YOUR OBJECTIVE — Continue the travel account about camping on the Natchez Trace, picking up after its final sentence.

TEXT SEGMENT —
——————————
We spent our first night back on the road at a small campground somewhere in Alabama. We got up the next day and hit the road early. As is par for the course, we didn't realize it was Memorial Day until it was really too late to plan for it. Most campgrounds we could find that took reservations were already full. We went with our usual plan, find a campground with no electricity. Take away people's ability to run the air conditioning and televisions 24/7 and you're pretty much guaranteed to find an empty campground.
And we did, right in the middle of the Natchez Trace, one of the oldest thoroughfares on the continent. It probably started with big game during the last ice age and then various tribes picked it up as well. By the time Europeans arrived it was pretty much a highway connecting the Choctaw, Natchez and Chickasaw nations. These days it's a smoothly paved road that doesn't allow trucks.
The Meriwether Lewis campground is somewhere in the middle, a bit toward Nashville. It's where the explorer lived and died I believe, though honestly we never made it to the monument.
The campground was one of those head scratchers for me. It's really nice, up on a ridge in the middle of a mostly beech and oak forest, cool breezes, plenty of shade and pretty level sites, a water spigot, bathrooms with flush toilets, trash pickup and yet totally free. I mean I get it, my tax dollars at work, but why not charge a few bucks to cover some of the costs? Like everyone else, I love free camping, but when something is free I don't expect luxuries like picnic tables and bathrooms. I expect to not be hassled about where I'm parked and not much else. Amenities and free together doesn't seem sustainable to me, but then I've never been over the Interior Department's books, so what do I know?
——————————
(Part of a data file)
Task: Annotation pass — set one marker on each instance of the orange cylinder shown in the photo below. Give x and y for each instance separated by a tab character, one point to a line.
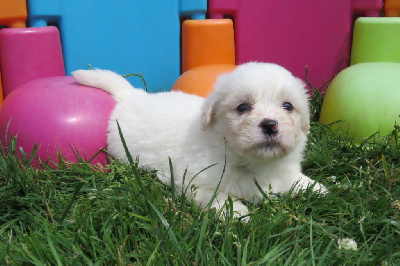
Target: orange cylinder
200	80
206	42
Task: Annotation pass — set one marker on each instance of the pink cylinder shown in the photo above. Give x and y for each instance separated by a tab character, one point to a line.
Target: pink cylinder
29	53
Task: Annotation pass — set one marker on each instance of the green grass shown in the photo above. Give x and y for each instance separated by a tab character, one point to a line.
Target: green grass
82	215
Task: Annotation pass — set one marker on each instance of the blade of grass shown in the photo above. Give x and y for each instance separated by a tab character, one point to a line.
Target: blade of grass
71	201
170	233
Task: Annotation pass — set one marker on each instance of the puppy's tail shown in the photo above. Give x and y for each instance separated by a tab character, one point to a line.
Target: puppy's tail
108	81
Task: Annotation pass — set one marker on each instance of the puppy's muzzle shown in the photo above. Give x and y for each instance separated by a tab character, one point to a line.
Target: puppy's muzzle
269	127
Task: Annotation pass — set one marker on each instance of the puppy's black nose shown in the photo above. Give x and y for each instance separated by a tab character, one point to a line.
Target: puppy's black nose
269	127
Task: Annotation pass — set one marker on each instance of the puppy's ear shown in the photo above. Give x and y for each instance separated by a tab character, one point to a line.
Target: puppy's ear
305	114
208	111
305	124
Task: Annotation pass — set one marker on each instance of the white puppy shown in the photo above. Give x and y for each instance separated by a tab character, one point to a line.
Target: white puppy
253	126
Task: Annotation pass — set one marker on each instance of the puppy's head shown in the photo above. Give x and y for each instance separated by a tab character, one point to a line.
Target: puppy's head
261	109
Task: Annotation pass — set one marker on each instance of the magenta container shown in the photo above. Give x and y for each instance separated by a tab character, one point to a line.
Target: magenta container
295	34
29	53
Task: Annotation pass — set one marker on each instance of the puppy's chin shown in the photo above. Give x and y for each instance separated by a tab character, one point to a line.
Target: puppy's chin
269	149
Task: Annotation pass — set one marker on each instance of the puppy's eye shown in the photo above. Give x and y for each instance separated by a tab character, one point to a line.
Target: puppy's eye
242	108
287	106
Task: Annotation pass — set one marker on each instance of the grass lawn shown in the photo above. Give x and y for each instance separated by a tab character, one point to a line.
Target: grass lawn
——————————
WRITTEN RESPONSE —
Whatever the case we claimed a spot on Thursday and didn't leave all through the weekend. Memorial Day, survived. We didn't get a lot of sun, but we managed. By the time we left nearly a week later our batteries were way lower than you should ever let your batteries get. Somehow though ours keep on going though, sorta.
We sat out some thunderstorms, sweating a bit in the bus. Those gloriously huge windows don't do you much good with it's storming too hard to have the awning out.
It wasn't all rain though, usually just a couple of thundershowers around midday and then it would be overcast, but plenty warm enough to head down to the creek and cool off playing in the water, catching frogs, chasing minnows, throwing rocks.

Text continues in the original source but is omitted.